Folketingets formands tale til det diplomatiske korps 2024

Mr. Doyen, Your Excellencies, Ladies and Gentlemen.

I warmly welcome you to the Danish Parliament’s annual New Year’s reception for the diplomatic corps.

Let me start by thanking all of you for the excellent collaboration between the Danish Parliament and the diplomatic community. I have enjoyed our many fruitful conversations. I know this is also the case for my colleagues in Parliament who represent all parts of the Kingdom of Denmark.

It has been a busy year – both inside and outside parliament.

First of all, Denmark has now had a majority government for well over a year. This is very rare in Denmark, and it has affected our work in Parliament. We have seen the formation of new alliances between parties.

Last year also marked 50 years of Danish membership of the European Union. The Danish Parliament celebrated the anniversary by a number of events. To give an example, in February, 500 Danish citizens participated in online dialogues with members of Parliament to discuss Denmark’s future in Europe. Just before Christmas a broad agreement between all but four parties agreed on a new agreement which for the first time in 15 years sets a new framework for Denmark’s engagement in the EU.

On New Year’s Eve Her Majesty the Queen announced that she will step down as Queen of Denmark the 14th of January and entrusts the throne to His Royal Highness the Crown Prince. This is truly a historic decision with great importance for all parts of the Kingdom of Denmark. The succession will take place at a State Council at Christiansborg Palace. It will be followed by the proclamation of His Majesty King Frederik the 10th from the balcony of Christiansborg Palace.

These historical events also have major implications for the work of the Parliament. Many schedules had to be amended. For obvious reasons I had to postpone my planned trip to Israel this week, where I was going to meet my dear colleague, the Speaker of Israels Parliament. I am looking forward to undertake the trip as soon as possible. It is also my intention to talk to representatives from the Palestinian Authority in Ramallah at the same occasion.

Last year, a number of international issues were at the top of the Parliament’s agenda. Almost two years have passed since, Russia launched an illegal and unjustifiable full-scale attack on Ukraine. This is not only an attack on a sovereign nation. It is also an attack on the rule-based world order and fundamental values.

Since day one of the invasion, the Danish government – as well as all parties in Parliament have been united in their support for Ukraine and its right to defend its territory, its people, and its independence.

I had the great honor of welcoming President Zelensky to the Danish Parliament on the 21st of August. The president received strong support from all members of Parliament, who affirmed that Denmark continues to support Ukraine’s fight for freedom and self-preservation.

Russia’s war on Ukraine was also at the forefront of discussions at the Annual Session for NATO’s Parliamentary Assembly, which was hosted by the Danish Parliament in October. This was the largest international event held by the Danish Parliament in many years. More than 600 participants from more than 50 different nations participated during the four days. Finland participated for the very first time as a member of NATO. It is my sincere hope that Sweden will very soon be joining the alliance as a full member.

Sadly, the session was interrupted by the tragic events that took place on 7 October in Israel, when the terror organization Hamas attacked civilians. Men, women and children. The Danish Government has condemned the attack in the strongest terms. My thoughts and prayers are with the victims, hostages, and their families. As mentioned earlier I will soon travel to Israel and visit my colleague, the Speaker of Knesset.

• Data section
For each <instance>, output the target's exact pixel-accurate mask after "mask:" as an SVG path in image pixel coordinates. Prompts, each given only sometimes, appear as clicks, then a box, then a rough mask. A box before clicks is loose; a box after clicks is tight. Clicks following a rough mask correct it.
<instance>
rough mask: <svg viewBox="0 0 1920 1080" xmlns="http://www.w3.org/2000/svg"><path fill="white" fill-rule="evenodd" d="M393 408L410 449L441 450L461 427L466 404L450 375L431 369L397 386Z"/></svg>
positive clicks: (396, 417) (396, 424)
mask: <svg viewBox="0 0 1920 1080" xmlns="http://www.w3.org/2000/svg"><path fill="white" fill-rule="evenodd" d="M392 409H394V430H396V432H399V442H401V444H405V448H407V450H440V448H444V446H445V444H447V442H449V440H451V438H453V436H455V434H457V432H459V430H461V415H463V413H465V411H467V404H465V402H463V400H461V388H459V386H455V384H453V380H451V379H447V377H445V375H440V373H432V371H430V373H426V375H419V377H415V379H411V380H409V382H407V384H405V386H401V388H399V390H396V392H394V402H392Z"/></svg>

• Required tasks
1) According to the speech, how many participants attended the NATO Parliamentary Assembly session that the Danish Parliament hosted in October?
2) Copy the speech word for word from "It has been" to "alliances between parties.".

• Answers for the tasks
1) More than 600 participants from more than 50 nations.

2)
It has been a busy year – both inside and outside parliament.

First of all, Denmark has now had a majority government for well over a year. This is very rare in Denmark, and it has affected our work in Parliament. We have seen the formation of new alliances between parties.